--- START OF DATASET CONTENT ---

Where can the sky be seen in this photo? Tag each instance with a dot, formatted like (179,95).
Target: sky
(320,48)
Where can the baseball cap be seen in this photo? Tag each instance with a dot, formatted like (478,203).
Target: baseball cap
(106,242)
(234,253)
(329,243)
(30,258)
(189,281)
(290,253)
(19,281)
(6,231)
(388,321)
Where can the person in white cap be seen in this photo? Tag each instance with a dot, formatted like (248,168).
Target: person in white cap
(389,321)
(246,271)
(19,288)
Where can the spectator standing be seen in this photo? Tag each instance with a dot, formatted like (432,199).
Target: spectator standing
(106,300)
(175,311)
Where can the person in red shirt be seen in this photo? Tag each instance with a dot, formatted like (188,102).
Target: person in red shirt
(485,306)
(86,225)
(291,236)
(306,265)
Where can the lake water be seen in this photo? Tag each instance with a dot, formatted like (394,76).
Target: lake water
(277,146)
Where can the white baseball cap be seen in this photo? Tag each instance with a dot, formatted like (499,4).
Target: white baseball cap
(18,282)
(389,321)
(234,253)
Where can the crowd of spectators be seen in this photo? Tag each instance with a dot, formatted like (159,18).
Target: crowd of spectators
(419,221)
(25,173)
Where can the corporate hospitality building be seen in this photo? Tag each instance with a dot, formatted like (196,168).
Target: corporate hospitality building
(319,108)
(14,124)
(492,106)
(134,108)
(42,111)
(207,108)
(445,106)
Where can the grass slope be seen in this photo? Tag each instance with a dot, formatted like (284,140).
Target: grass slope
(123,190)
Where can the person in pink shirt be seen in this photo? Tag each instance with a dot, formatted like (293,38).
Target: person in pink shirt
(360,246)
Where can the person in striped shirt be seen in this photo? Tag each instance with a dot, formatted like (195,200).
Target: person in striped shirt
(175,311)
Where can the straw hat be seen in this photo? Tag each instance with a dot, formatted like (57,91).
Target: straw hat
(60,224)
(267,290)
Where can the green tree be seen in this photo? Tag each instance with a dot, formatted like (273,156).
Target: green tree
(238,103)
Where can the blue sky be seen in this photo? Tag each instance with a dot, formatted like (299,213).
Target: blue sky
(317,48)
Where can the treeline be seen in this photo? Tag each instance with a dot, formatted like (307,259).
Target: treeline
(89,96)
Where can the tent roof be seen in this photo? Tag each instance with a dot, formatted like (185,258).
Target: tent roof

--- END OF DATASET CONTENT ---

# STATED PROBLEM:
Reproduce every line from the one containing "Where can the green" through the end of the rows, requests included, offsetting each coordinate in the answer points by -89. Leave the sample coordinates in the requests unchanged.

# OUTPUT FOR THIS TASK:
Where can the green tree be seen in this photo? Tag each instance with a dot, formatted like (273,156).
Target: green tree
(149,14)
Where can the blue sky be seen in this photo? Tag each instance with a dot, formatted like (299,213).
Target: blue sky
(228,-41)
Where can the treeline be seen in this photo? Tag each instance with a dot, formatted like (307,259).
Target: treeline
(0,7)
Where can the tent roof be seen in this photo? Tag each instance with a dot, formatted like (185,258).
Target: tent roof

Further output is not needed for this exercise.